╭─ DATASET RECORDS

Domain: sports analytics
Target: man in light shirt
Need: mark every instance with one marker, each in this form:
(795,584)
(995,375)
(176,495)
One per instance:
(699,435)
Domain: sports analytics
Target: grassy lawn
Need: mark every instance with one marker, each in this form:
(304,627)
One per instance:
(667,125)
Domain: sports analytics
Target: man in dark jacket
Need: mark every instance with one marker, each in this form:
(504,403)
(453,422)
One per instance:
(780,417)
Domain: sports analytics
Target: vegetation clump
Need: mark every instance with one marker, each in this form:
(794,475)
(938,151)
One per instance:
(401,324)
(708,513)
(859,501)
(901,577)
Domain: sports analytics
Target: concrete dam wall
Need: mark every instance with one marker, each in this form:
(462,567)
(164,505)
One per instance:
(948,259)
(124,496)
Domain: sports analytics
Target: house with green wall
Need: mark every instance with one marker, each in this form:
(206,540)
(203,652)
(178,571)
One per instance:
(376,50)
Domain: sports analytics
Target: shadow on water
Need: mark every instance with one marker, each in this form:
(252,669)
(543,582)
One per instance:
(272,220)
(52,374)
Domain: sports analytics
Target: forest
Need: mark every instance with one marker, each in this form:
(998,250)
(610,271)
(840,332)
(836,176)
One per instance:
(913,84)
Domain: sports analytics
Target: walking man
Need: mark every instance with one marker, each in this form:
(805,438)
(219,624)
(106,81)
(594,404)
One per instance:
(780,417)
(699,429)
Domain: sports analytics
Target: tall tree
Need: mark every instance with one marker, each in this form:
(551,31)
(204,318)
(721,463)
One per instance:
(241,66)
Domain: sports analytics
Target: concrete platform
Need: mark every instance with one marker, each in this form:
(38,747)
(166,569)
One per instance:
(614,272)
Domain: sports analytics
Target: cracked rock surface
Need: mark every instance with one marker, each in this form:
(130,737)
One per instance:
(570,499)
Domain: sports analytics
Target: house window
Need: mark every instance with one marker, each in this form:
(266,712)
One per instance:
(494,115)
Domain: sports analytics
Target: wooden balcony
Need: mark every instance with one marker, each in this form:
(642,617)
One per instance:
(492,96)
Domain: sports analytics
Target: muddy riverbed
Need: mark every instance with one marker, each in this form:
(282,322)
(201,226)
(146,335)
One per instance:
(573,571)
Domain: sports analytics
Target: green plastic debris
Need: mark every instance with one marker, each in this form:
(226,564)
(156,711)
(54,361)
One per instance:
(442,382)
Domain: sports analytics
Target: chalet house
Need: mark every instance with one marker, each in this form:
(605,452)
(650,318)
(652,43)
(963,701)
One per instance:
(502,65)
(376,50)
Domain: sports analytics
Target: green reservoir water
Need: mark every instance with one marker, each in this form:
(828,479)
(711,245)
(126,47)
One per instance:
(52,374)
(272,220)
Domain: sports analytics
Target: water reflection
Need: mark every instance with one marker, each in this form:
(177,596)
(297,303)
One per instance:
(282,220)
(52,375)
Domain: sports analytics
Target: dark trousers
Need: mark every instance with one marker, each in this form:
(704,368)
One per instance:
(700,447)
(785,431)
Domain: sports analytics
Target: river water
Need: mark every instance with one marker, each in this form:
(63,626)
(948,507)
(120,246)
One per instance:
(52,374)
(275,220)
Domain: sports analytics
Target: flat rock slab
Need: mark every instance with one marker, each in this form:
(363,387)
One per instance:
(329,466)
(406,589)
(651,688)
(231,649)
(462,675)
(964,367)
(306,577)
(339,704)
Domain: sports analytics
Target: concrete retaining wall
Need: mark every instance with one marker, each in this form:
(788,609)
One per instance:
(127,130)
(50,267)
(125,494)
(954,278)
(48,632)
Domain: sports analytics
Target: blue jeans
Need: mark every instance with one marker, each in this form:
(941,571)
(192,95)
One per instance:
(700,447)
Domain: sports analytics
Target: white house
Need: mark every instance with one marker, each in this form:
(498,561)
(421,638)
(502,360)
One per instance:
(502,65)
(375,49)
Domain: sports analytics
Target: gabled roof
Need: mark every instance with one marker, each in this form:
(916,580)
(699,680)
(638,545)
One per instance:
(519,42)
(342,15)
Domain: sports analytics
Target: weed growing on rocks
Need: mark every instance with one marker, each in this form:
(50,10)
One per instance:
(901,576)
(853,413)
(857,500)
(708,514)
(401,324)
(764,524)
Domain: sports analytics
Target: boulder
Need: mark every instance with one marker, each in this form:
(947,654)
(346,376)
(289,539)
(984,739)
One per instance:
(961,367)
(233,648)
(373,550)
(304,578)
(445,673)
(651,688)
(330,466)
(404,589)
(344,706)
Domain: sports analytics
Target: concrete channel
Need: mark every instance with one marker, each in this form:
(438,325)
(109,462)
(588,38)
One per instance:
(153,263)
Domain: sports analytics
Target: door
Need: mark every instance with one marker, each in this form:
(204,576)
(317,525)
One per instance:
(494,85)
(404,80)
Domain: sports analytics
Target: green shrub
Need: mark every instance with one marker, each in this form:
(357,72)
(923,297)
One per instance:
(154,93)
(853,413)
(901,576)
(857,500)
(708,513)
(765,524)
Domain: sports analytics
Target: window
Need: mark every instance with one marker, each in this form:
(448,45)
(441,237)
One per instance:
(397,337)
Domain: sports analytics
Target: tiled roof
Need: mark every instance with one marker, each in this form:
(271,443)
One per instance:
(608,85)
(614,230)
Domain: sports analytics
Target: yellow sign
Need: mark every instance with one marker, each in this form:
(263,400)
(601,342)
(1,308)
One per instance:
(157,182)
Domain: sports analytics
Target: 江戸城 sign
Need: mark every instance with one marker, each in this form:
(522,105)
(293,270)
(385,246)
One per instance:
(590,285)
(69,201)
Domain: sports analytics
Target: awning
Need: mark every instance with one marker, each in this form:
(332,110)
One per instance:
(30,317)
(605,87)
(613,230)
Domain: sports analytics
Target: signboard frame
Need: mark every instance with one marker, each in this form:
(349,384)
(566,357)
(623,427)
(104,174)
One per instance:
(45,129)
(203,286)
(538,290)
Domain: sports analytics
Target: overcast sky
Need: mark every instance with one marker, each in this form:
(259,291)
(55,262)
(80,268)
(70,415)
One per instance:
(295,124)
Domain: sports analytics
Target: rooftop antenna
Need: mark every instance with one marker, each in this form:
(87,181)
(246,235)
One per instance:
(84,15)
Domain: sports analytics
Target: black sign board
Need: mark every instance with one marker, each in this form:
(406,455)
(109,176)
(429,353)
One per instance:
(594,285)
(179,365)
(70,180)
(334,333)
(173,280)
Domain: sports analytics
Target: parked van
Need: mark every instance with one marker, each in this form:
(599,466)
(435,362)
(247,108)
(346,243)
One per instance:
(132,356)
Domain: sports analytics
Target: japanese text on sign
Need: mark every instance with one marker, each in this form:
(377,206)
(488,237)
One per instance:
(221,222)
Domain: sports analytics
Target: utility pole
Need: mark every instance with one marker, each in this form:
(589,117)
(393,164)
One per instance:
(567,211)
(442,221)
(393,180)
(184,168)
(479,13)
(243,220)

╰─

TASK DETAILS
With nothing left out, return each entry exactly.

EXERCISE OUTPUT
Domain: sports analytics
Target: man in light shirt
Need: mark every instance with one marker, each in this form:
(795,584)
(995,375)
(176,495)
One per instance:
(699,435)
Domain: sports analytics
Target: grassy lawn
Need: mark every instance with one marker, each in this form:
(304,627)
One per instance:
(667,125)
Domain: sports analytics
Target: man in dark jacket
Need: mark every instance with one marker, each in this form:
(504,403)
(453,422)
One per instance:
(780,417)
Domain: sports analytics
Target: vegetation clump
Need: mark every instance with one marker, each in this form:
(794,475)
(938,151)
One per instance:
(401,324)
(708,513)
(859,501)
(901,577)
Domain: sports analytics
Target: concrete dam wall
Need: mark every instance with one marker, each in this form:
(462,567)
(164,505)
One per instance:
(948,259)
(124,496)
Domain: sports analytics
Target: house with green wall
Need: mark every instance with one marker, each in this form:
(206,540)
(203,652)
(178,571)
One per instance:
(376,50)
Domain: sports analytics
Target: shadow on water
Need: mark every instance with one marker, each in this form:
(252,669)
(543,582)
One per instance:
(272,220)
(52,374)
Domain: sports analytics
Target: forest
Need: mark every instance with one marker, each in this form:
(998,250)
(610,271)
(840,332)
(836,176)
One per instance:
(913,84)
Domain: sports analytics
Target: walking man
Need: mark every instance with one marker, each in this form:
(805,438)
(219,624)
(106,81)
(594,404)
One per instance:
(780,417)
(699,429)
Domain: sports analytics
Target: tall tree
Need: mark every instance with one marker, each in this form:
(551,31)
(204,318)
(721,463)
One per instance:
(241,66)
Domain: sports analytics
Target: concrete platform
Need: mark every instance with one marker, each in this form:
(38,747)
(166,569)
One per instance:
(614,272)
Domain: sports analytics
Target: cracked rock surface
Need: mark every instance with one marker, each in this form:
(130,737)
One per instance:
(570,499)
Domain: sports analytics
Target: house window
Need: mark every instance with one marker, each in this form:
(266,712)
One per instance:
(494,115)
Domain: sports analytics
Target: wooden balcony
Need: mark every instance with one marker, each in this form:
(642,617)
One per instance:
(492,96)
Domain: sports analytics
Target: muddy riverbed
Need: mark every instance with one marker, each in this form:
(282,322)
(201,226)
(146,335)
One per instance:
(573,571)
Domain: sports analytics
Target: green plastic debris
Need: mark every instance with one marker, each in this form:
(226,564)
(156,711)
(54,361)
One per instance:
(442,382)
Domain: sports analytics
Target: chalet house
Need: mark every instance with one marker, each in this form:
(605,452)
(650,318)
(652,43)
(963,701)
One per instance:
(502,65)
(376,50)
Domain: sports analytics
Target: green reservoir water
Need: mark every instance with one marker, each in this form:
(828,479)
(711,245)
(126,47)
One per instance:
(52,374)
(272,220)
Domain: sports analytics
Target: water reflection
Need: mark every instance with one marker, each in this form:
(177,596)
(297,303)
One per instance:
(282,220)
(52,375)
Domain: sports analytics
Target: dark trousers
Need: mark every instance with one marker, each in this form:
(704,368)
One per instance:
(700,447)
(785,431)
Domain: sports analytics
Target: river water
Need: mark every instance with one marker, each in this form:
(63,626)
(948,507)
(120,246)
One per instance:
(52,374)
(275,220)
Domain: sports analytics
Target: flat rock slab
Need: mark every instance with one marker, each in this form:
(363,387)
One per instance:
(329,466)
(406,589)
(651,688)
(231,649)
(462,675)
(964,367)
(306,577)
(339,704)
Domain: sports analytics
Target: concrete retaining wall
Need: mark every instance with one marker, each in this form:
(788,609)
One per instance:
(127,130)
(50,267)
(125,494)
(954,278)
(48,632)
Domain: sports analytics
Target: blue jeans
Need: mark every instance with one marker, each in this form:
(941,571)
(192,95)
One per instance:
(700,447)
Domain: sports analytics
Target: white house
Need: mark every instance with one marker, each in this form:
(498,561)
(421,638)
(502,360)
One per instance:
(502,65)
(375,49)
Domain: sports analytics
Target: gabled roof
Need: mark every instance with one marker, each in this form:
(916,580)
(699,680)
(638,545)
One per instance:
(519,42)
(342,15)
Domain: sports analytics
Target: weed growing on rocks
Need: mark every instance with one marker, each in this form:
(50,10)
One per instance:
(901,576)
(853,413)
(857,500)
(708,514)
(401,324)
(764,524)
Domain: sports analytics
Target: boulder
Need: mark every instance with one marker, each in this form:
(947,654)
(346,376)
(289,539)
(984,739)
One per instance:
(961,367)
(233,648)
(373,550)
(304,578)
(445,673)
(651,688)
(330,466)
(404,589)
(344,706)
Domain: sports analytics
Target: concrete channel
Need: mark every instance with one marker, each in this form:
(438,325)
(109,462)
(588,38)
One per instance:
(153,263)
Domain: sports analytics
Target: door
Need: mark every instance with one marker, each in this form:
(204,576)
(317,525)
One per instance:
(494,85)
(404,80)
Domain: sports analytics
Target: green shrub
Need: mark every instance with one marker, each in this form:
(357,72)
(923,297)
One per instance:
(154,93)
(853,413)
(901,576)
(857,500)
(708,513)
(765,524)
Domain: sports analytics
Target: window
Need: mark every instance with one marker, each in this form:
(448,45)
(441,237)
One per instance:
(397,337)
Domain: sports analytics
Target: tiled roof
Need: mark every instance with one marker, each in this form:
(271,443)
One per instance:
(608,85)
(614,230)
Domain: sports analytics
Target: yellow sign
Need: mark every instance with one marker, each in this form:
(263,400)
(601,342)
(1,308)
One per instance:
(157,182)
Domain: sports analytics
Target: 江戸城 sign
Need: mark every instance with one marker, each in this form:
(522,105)
(293,270)
(385,246)
One per instance:
(590,285)
(69,201)
Domain: sports analytics
Target: awning
Need: mark every instance with one marker, each in this form:
(332,110)
One per instance:
(30,317)
(605,87)
(613,230)
Domain: sports analytics
Target: signboard frame
Need: mark every instance with one marker, each in this form:
(349,384)
(566,357)
(623,427)
(104,174)
One per instance:
(45,129)
(203,286)
(538,290)
Domain: sports analytics
Target: overcast sky
Need: mark every instance with one marker, each in this form:
(259,291)
(55,262)
(80,268)
(70,415)
One per instance:
(295,124)
Domain: sports analytics
Target: rooftop antenna
Need: mark every instance with one marker, each in this form:
(87,181)
(246,235)
One per instance:
(84,15)
Domain: sports analytics
Target: black sign board
Need: mark every instance with one marker, each in this form:
(406,455)
(109,176)
(429,353)
One per instance:
(594,285)
(179,365)
(70,180)
(334,333)
(173,280)
Domain: sports analytics
Target: parked van
Need: mark every instance with one marker, each in this form:
(599,466)
(435,362)
(247,108)
(346,243)
One per instance:
(132,356)
Domain: sports analytics
Target: japanese text on sign
Need: mark every instance with one marker, each in this form:
(377,206)
(488,237)
One per instance:
(221,222)
Domain: sports analytics
Target: utility pole
Need: mark every instance with one marker, each in this form:
(589,117)
(393,164)
One per instance:
(567,211)
(442,221)
(393,180)
(184,168)
(479,13)
(243,220)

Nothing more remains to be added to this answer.